▶ **Page extract**
----------------------------------------

Skip to main content

Parse, structure, and export radiology free-text reports to FHIR

Project description

radreport-parser

Parse radiology free-text reports into structured data. No ML. No GPU. No dependencies.

PyPI version Python 3.9+ License: MIT

Radiology reports come out as free-text PDFs. Downstream systems — EMRs, telehealth portals, billing platforms, research pipelines — need structured data. This library bridges that gap.

Three things it does well:

  1. Parse — splits any free-text report into labeled sections, extracts measurements, links findings to anatomy
  2. Detect — flags critical/urgent findings with negation awareness (no false alerts for "no pneumothorax")
  3. Export — outputs FHIR R4 DiagnosticReport resources ready for any EMR

Install

pip install radreport-parser

Zero required dependencies. Works on Python 3.9+.


Quick Start

from radreport_parser import ReportParser, CriticalFindingsDetector, FHIRExporter
import json

report_text = """
INDICATION: Chest pain, rule out PE.

FINDINGS:
Lungs: Filling defect in the right main pulmonary artery consistent with
pulmonary embolism. No pneumothorax.

IMPRESSION:
Pulmonary embolism, right main pulmonary artery. Urgent correlation recommended.
"""

----------------------------------------

▶ **Data provided**
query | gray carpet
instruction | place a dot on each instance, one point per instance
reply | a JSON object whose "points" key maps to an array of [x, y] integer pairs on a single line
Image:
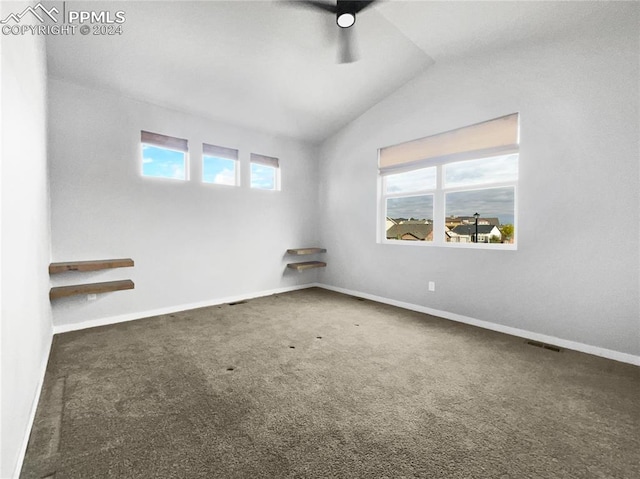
{"points": [[318, 384]]}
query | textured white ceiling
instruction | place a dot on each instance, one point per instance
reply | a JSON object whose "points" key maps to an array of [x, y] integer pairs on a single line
{"points": [[270, 66]]}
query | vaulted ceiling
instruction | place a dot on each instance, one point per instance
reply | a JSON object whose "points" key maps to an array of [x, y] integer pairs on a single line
{"points": [[271, 66]]}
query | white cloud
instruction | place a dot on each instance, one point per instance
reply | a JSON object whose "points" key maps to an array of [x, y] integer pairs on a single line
{"points": [[225, 177]]}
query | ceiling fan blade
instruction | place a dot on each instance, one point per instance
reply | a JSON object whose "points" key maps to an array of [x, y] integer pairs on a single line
{"points": [[359, 5], [327, 7], [346, 46]]}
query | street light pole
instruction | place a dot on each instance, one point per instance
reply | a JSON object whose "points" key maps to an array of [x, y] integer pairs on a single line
{"points": [[476, 216]]}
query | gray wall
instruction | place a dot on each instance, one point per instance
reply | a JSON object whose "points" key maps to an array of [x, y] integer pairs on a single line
{"points": [[192, 243], [25, 314], [575, 273]]}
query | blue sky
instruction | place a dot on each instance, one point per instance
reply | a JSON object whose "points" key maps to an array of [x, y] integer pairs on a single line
{"points": [[417, 207], [263, 177], [218, 170], [488, 202], [163, 163]]}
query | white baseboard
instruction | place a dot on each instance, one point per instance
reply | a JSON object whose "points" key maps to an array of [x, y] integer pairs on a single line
{"points": [[92, 323], [563, 343], [34, 409]]}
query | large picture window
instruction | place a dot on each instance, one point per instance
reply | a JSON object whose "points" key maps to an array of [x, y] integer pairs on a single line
{"points": [[454, 188], [164, 156]]}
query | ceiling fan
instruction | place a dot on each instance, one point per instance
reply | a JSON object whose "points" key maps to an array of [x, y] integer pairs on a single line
{"points": [[345, 12]]}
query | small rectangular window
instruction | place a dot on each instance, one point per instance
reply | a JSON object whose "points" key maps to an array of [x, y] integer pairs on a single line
{"points": [[164, 156], [461, 182], [265, 172], [219, 165]]}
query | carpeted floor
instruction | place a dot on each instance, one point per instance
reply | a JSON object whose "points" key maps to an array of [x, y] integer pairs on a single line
{"points": [[318, 384]]}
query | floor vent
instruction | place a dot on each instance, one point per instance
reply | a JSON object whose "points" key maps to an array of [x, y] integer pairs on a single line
{"points": [[538, 344], [237, 302]]}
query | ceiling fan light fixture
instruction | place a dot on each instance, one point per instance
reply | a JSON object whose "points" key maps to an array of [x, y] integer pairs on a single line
{"points": [[346, 19]]}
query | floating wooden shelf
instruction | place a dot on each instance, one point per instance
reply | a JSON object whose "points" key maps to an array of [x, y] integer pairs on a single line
{"points": [[306, 265], [299, 251], [92, 288], [90, 265]]}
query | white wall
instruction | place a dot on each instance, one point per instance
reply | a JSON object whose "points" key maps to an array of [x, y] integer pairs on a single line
{"points": [[25, 314], [575, 273], [192, 243]]}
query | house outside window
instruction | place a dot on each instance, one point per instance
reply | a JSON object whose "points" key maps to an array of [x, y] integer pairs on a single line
{"points": [[451, 189]]}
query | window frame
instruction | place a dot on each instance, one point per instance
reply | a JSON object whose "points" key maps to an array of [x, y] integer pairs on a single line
{"points": [[224, 152], [164, 142], [269, 162], [439, 203]]}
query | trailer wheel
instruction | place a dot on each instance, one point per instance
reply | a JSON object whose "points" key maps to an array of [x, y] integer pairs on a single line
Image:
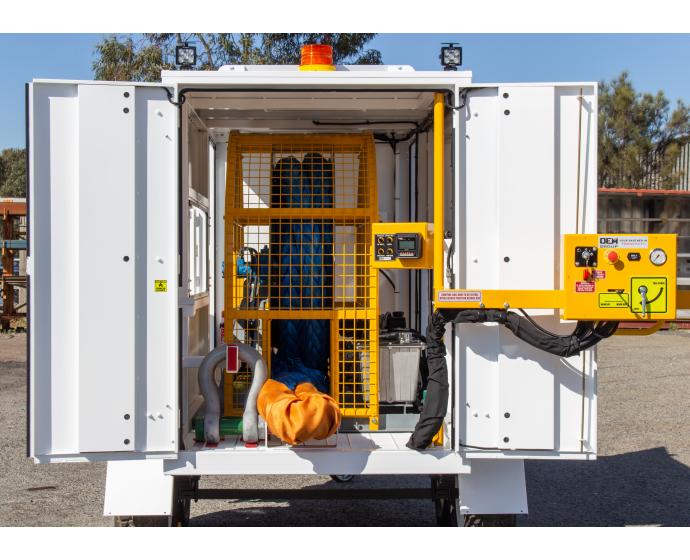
{"points": [[343, 478], [141, 521], [444, 507], [494, 520], [182, 505]]}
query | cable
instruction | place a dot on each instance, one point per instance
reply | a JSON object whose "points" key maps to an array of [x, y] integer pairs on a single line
{"points": [[479, 447], [385, 275]]}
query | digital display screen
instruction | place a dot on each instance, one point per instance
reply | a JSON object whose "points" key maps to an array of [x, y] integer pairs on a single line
{"points": [[407, 244]]}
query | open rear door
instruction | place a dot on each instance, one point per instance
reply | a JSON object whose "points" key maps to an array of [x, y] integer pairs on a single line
{"points": [[103, 271]]}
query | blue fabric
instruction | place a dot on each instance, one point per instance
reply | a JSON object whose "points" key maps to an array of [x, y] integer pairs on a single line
{"points": [[302, 262]]}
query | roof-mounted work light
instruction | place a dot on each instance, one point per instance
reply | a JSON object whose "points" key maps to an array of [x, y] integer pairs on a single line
{"points": [[451, 56], [185, 56]]}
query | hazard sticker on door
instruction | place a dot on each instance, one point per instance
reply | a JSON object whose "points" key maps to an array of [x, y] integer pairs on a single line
{"points": [[613, 300], [584, 287], [459, 296]]}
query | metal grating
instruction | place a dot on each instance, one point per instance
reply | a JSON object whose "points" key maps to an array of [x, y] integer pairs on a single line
{"points": [[298, 220]]}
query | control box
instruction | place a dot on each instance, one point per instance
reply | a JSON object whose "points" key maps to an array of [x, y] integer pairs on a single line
{"points": [[619, 277], [402, 245]]}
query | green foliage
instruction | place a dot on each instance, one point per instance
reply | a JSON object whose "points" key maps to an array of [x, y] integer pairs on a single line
{"points": [[640, 137], [13, 173], [123, 59]]}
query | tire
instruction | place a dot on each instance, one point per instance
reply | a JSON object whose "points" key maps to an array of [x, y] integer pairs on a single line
{"points": [[182, 506], [142, 521], [343, 478], [494, 520], [445, 508]]}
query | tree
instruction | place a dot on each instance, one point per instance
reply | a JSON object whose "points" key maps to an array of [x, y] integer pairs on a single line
{"points": [[13, 173], [640, 137], [124, 59]]}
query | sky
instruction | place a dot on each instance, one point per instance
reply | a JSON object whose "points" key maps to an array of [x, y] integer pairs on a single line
{"points": [[655, 62]]}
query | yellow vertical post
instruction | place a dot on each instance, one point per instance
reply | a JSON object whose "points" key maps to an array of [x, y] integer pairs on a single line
{"points": [[439, 137]]}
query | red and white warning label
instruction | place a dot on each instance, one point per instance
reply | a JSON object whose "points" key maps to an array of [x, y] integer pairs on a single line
{"points": [[584, 287], [459, 296], [232, 361]]}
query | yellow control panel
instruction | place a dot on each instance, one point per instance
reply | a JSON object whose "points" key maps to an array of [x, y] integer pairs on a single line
{"points": [[619, 277], [402, 245]]}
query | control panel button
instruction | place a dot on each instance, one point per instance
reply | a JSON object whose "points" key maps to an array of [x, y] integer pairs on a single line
{"points": [[658, 257]]}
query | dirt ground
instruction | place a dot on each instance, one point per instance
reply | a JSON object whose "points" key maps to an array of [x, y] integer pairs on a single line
{"points": [[642, 476]]}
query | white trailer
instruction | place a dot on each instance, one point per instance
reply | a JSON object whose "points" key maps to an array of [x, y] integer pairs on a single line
{"points": [[126, 268]]}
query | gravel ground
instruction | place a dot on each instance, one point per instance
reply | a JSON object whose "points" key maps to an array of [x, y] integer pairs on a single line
{"points": [[642, 476]]}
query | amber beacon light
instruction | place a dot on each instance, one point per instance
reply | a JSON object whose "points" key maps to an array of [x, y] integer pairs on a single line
{"points": [[317, 58]]}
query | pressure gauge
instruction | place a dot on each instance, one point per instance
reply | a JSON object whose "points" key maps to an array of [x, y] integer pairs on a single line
{"points": [[658, 257]]}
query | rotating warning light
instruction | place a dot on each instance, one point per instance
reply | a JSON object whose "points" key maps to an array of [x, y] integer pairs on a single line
{"points": [[185, 56], [451, 56]]}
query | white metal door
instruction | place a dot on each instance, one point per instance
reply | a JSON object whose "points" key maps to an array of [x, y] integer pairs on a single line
{"points": [[526, 173], [103, 262]]}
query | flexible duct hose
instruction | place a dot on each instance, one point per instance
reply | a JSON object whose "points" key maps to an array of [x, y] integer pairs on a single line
{"points": [[211, 392]]}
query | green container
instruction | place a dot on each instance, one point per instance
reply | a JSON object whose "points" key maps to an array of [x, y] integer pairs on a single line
{"points": [[228, 427]]}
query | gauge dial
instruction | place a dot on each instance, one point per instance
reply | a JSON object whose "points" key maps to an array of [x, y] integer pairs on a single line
{"points": [[658, 257]]}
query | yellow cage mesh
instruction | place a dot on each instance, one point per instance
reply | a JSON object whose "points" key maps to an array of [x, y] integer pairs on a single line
{"points": [[300, 253]]}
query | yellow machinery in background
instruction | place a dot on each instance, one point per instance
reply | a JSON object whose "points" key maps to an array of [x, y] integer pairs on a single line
{"points": [[271, 275], [619, 277]]}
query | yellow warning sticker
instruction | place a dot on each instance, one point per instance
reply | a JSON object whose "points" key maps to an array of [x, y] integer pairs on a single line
{"points": [[613, 300]]}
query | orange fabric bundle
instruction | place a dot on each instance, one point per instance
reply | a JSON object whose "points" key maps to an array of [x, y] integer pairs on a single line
{"points": [[300, 415]]}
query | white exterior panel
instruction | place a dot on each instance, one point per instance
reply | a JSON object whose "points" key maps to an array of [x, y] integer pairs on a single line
{"points": [[516, 179], [103, 209]]}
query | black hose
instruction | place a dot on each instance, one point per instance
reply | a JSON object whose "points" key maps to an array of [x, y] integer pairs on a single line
{"points": [[585, 335]]}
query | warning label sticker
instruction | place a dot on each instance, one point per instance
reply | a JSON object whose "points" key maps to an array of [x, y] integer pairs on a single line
{"points": [[584, 287], [623, 242], [655, 296], [613, 300], [459, 296]]}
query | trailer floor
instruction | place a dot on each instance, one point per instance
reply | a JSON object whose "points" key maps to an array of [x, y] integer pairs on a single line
{"points": [[642, 476]]}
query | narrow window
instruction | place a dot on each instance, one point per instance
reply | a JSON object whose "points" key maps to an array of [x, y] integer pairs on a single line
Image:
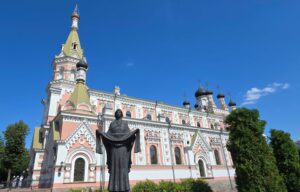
{"points": [[128, 114], [177, 156], [149, 117], [153, 154], [79, 170], [217, 157], [201, 168], [74, 45]]}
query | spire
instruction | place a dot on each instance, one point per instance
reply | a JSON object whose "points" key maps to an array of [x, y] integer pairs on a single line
{"points": [[75, 17], [80, 94], [72, 46]]}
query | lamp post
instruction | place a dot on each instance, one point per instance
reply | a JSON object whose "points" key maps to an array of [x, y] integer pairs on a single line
{"points": [[100, 124], [221, 131], [171, 152]]}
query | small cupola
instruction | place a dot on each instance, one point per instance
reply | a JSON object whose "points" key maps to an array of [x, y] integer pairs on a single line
{"points": [[200, 92], [186, 104]]}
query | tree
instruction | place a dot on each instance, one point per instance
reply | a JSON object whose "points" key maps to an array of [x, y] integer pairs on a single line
{"points": [[252, 157], [287, 159], [298, 146], [16, 156], [2, 170]]}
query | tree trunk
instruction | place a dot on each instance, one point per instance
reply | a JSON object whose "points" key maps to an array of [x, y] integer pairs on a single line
{"points": [[8, 178]]}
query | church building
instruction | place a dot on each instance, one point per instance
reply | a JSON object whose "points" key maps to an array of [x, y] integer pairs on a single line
{"points": [[177, 142]]}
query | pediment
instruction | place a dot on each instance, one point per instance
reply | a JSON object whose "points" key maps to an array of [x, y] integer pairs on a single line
{"points": [[82, 130]]}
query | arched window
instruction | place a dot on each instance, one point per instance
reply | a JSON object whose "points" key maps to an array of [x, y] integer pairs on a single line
{"points": [[79, 169], [217, 157], [73, 75], [201, 168], [153, 154], [177, 156], [149, 117], [74, 45], [60, 73], [128, 114], [167, 119]]}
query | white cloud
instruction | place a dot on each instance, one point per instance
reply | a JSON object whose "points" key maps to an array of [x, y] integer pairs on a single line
{"points": [[254, 94]]}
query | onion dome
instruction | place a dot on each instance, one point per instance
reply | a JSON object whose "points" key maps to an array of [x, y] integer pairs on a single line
{"points": [[231, 103], [82, 64], [75, 12], [186, 102], [220, 95], [200, 92], [209, 92]]}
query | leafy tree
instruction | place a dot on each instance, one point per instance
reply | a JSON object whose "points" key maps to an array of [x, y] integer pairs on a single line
{"points": [[253, 159], [16, 156], [287, 159], [2, 170]]}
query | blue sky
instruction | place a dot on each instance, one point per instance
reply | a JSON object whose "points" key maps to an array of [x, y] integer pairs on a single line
{"points": [[157, 50]]}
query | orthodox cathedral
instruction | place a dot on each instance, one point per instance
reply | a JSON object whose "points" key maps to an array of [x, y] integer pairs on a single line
{"points": [[176, 142]]}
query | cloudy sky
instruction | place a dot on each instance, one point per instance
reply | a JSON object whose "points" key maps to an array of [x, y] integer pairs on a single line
{"points": [[158, 50]]}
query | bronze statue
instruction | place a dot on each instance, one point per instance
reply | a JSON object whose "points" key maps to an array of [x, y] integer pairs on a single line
{"points": [[118, 142]]}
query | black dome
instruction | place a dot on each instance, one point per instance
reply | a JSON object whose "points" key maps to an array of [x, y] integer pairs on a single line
{"points": [[220, 95], [186, 102], [231, 103], [200, 92], [82, 64]]}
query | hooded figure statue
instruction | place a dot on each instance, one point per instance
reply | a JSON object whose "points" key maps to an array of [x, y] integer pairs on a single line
{"points": [[118, 142]]}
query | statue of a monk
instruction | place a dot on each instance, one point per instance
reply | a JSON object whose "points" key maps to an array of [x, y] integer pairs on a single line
{"points": [[118, 142]]}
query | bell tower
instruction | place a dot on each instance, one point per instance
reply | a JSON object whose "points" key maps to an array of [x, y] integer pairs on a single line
{"points": [[64, 65]]}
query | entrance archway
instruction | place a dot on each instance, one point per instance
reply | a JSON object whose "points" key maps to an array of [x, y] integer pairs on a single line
{"points": [[201, 168]]}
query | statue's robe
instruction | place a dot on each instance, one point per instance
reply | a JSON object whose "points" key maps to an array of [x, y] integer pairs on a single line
{"points": [[118, 142]]}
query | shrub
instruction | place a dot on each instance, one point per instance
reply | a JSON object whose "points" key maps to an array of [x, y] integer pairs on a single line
{"points": [[167, 186], [201, 186], [186, 185], [145, 186]]}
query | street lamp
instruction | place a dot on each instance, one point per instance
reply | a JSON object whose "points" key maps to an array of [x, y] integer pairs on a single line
{"points": [[171, 152], [221, 131], [100, 124]]}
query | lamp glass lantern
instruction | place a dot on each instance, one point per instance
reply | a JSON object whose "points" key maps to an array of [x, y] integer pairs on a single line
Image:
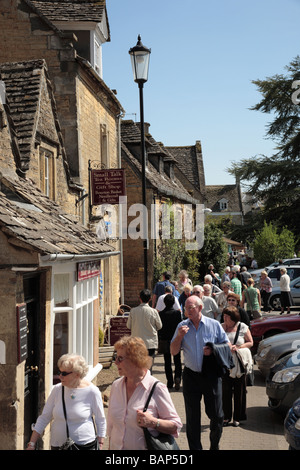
{"points": [[140, 57]]}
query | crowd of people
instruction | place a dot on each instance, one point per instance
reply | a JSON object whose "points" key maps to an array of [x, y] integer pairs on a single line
{"points": [[207, 326]]}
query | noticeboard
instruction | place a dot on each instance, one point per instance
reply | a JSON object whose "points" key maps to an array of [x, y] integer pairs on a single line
{"points": [[107, 186], [22, 332], [117, 329]]}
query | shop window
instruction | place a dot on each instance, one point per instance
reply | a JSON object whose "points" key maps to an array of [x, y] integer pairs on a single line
{"points": [[73, 317], [47, 173]]}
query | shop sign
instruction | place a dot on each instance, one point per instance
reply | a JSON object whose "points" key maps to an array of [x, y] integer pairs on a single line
{"points": [[88, 269], [107, 186], [118, 329], [22, 332]]}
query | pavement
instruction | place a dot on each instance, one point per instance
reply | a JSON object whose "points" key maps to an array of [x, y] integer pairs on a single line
{"points": [[263, 429]]}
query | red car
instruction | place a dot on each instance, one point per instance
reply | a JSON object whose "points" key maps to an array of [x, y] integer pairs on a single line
{"points": [[265, 327]]}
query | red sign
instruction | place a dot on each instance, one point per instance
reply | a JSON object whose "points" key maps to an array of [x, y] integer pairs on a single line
{"points": [[107, 186], [88, 269], [117, 329]]}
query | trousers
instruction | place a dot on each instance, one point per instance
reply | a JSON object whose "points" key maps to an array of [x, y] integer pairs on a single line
{"points": [[168, 368], [196, 384]]}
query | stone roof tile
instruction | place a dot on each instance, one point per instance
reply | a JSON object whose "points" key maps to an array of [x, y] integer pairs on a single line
{"points": [[30, 217], [71, 10]]}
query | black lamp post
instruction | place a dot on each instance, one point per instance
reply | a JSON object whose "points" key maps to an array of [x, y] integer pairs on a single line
{"points": [[140, 56]]}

----------------------------------------

▶ **Your objective**
According to the radreport-parser page, what does the library output in its Export step?

▶ **Result for this exercise**
FHIR R4 DiagnosticReport resources.